[Referring expression data]
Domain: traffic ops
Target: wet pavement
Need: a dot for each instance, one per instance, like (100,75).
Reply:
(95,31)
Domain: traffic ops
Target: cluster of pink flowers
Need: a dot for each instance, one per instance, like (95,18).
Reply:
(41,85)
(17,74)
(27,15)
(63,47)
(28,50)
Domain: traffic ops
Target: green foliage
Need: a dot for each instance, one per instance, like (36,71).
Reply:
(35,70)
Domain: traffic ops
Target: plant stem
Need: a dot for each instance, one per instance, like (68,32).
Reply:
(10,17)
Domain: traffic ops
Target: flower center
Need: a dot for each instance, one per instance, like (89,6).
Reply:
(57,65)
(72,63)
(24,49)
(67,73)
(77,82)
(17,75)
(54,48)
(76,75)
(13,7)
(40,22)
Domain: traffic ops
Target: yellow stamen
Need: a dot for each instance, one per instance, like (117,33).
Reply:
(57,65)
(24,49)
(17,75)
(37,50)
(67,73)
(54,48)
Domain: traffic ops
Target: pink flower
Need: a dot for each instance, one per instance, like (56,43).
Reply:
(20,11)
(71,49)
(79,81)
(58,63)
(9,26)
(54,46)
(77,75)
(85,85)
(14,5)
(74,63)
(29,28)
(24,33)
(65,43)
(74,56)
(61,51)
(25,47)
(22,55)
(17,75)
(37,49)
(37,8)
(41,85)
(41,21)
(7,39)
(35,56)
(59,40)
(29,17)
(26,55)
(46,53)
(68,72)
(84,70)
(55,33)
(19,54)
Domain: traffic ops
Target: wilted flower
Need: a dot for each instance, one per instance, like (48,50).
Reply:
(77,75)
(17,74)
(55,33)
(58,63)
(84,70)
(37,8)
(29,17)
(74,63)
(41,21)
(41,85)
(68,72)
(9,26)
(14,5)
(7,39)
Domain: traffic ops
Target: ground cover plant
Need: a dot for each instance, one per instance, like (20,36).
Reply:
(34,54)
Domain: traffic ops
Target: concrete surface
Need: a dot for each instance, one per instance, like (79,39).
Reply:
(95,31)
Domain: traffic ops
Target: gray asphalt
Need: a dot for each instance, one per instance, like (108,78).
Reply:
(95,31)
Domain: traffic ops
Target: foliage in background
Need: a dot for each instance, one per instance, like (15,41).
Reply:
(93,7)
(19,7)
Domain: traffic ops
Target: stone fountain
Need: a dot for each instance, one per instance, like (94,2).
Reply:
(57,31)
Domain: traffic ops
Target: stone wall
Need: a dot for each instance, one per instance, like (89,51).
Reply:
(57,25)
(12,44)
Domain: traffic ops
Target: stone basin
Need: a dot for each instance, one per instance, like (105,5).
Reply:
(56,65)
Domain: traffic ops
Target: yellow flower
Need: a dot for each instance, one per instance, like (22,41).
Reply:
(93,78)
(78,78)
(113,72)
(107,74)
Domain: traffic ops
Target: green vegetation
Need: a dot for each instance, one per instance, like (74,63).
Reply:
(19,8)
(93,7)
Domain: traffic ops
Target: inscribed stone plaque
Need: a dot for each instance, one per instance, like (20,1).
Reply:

WHAT TO DO. Repeat the records exactly, leaving out none of them.

RESULT OF THE EXERCISE.
Domain: traffic ops
Target: wet pavement
Need: a dot for each instance, one per instance, like (100,75).
Reply:
(95,31)
Domain: traffic ops
Target: cluster of pink flowers
Need: a dot for each instance, one per instance, like (95,18).
Reply:
(41,85)
(17,74)
(27,15)
(63,47)
(28,50)
Domain: traffic ops
Target: green foliage
Need: a dot for each instance, one per instance, like (36,71).
Reply:
(35,70)
Domain: traffic ops
Target: plant stem
Need: a dot for each instance, one per instance, like (68,32).
Reply:
(10,17)
Domain: traffic ops
Target: flower center
Need: a dot for each instance, one per instance, like (89,6).
Reply:
(57,65)
(72,63)
(24,49)
(67,73)
(77,82)
(17,75)
(54,48)
(76,75)
(13,7)
(40,22)
Domain: traffic ops
Target: yellow stamen
Need: a dot for each instance, one per instance, like (117,33).
Reply:
(57,65)
(24,49)
(17,75)
(37,50)
(67,73)
(54,48)
Domain: traffic ops
Target: pink flower
Need: a dot for each instance, one per instance, like (56,43).
Reply:
(20,11)
(71,49)
(79,81)
(58,63)
(9,26)
(54,46)
(77,75)
(85,85)
(14,5)
(74,63)
(29,28)
(24,33)
(65,43)
(74,56)
(61,51)
(25,47)
(22,55)
(17,75)
(37,49)
(37,8)
(41,85)
(41,21)
(7,39)
(35,56)
(59,40)
(29,17)
(26,55)
(46,53)
(68,72)
(84,70)
(55,33)
(19,54)
Domain: traffic ops
Target: wilted flower
Need: a dot for each instance, one per instance, like (48,50).
Reply:
(77,75)
(17,74)
(55,33)
(58,63)
(84,70)
(37,8)
(29,17)
(74,63)
(41,21)
(41,85)
(68,72)
(9,26)
(14,5)
(7,39)
Domain: traffic ops
Target: ground cover plant
Need: a dot for each instance, one per instance, like (20,36).
Reply:
(34,54)
Domain: traffic ops
Target: concrete surface
Need: a dot for each instance, one per instance, like (79,39).
Reply:
(95,31)
Domain: traffic ops
Target: gray asphalt
Need: a dot for each instance, one per instance, like (108,78).
Reply:
(95,31)
Domain: traffic ops
Target: foliage in background
Need: a dot for each instance, one per instance, like (15,41).
Reply:
(93,7)
(19,7)
Domain: traffic ops
Target: stone fountain
Need: a dot for each instance, one per instance, like (94,2).
Reply:
(57,31)
Domain: traffic ops
Target: stone wall
Need: a dot for each instance, one per instance, like (89,51).
Reply:
(57,25)
(12,44)
Domain: traffic ops
Target: stone basin
Need: a dot for each instance, one per instance, like (105,5).
Reply:
(56,65)
Domain: traffic ops
Target: yellow flower
Need: a dot for each instance, one per instance, like (22,41).
Reply:
(93,78)
(78,78)
(113,72)
(107,74)
Domain: traffic ops
Target: green vegetation
Need: a dot for each instance, one per instance, like (74,63).
Reply:
(19,8)
(93,7)
Domain: traffic ops
Target: inscribed stone plaque
Need: a dot for each instance, one per instance, like (20,1).
Reply:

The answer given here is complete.